**WORK TO BE COMPLETED**: Can you give the listing again from the line containing "Would you mind pointing to the woman" down through the line containing "(1064, 536)", replacing "elderly woman" with "older woman" and leaving everything else unchanged?

:: EXERCISE MATERIAL ::

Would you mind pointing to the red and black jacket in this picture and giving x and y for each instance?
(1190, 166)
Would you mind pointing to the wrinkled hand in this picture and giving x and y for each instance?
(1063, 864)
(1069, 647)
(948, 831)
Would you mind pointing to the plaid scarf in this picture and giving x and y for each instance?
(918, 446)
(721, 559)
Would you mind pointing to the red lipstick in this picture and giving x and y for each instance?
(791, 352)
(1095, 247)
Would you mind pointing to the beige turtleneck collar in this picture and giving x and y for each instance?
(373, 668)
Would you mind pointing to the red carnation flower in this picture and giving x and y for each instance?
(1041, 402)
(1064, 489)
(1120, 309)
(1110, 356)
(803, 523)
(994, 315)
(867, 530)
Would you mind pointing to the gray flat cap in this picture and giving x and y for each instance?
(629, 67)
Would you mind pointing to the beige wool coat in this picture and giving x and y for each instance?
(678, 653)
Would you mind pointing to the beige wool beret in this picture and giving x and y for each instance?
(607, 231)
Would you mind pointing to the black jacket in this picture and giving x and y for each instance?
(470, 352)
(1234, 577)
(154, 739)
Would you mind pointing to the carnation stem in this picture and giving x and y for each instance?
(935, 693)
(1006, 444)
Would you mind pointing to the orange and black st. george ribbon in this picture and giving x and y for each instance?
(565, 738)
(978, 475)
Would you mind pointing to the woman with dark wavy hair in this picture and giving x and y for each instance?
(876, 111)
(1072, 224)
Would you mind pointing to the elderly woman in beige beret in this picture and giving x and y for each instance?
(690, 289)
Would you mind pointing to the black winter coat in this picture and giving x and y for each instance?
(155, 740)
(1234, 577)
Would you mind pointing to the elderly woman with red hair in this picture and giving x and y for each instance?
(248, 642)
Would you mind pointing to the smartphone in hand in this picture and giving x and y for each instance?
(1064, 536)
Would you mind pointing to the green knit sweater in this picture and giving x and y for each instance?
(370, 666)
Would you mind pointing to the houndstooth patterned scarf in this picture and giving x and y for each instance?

:::

**CORRECT OUTPUT**:
Would you mind pointing to the woman with dark wavy hair in this picture and giving x and y for each instance?
(876, 111)
(1072, 224)
Would you mind pointing to the older woman in beige beret in this picture and giving x and y for each instance?
(690, 289)
Would you mind pointing to the black winter coat in this picture and giving x and y for each instance?
(155, 740)
(1234, 577)
Would you mind pointing to the older woman with red hair in this picture and giving x and y for each instance?
(248, 642)
Would you mind pointing to the smartphone in hand in this picture and giving x and y for each instance?
(1064, 536)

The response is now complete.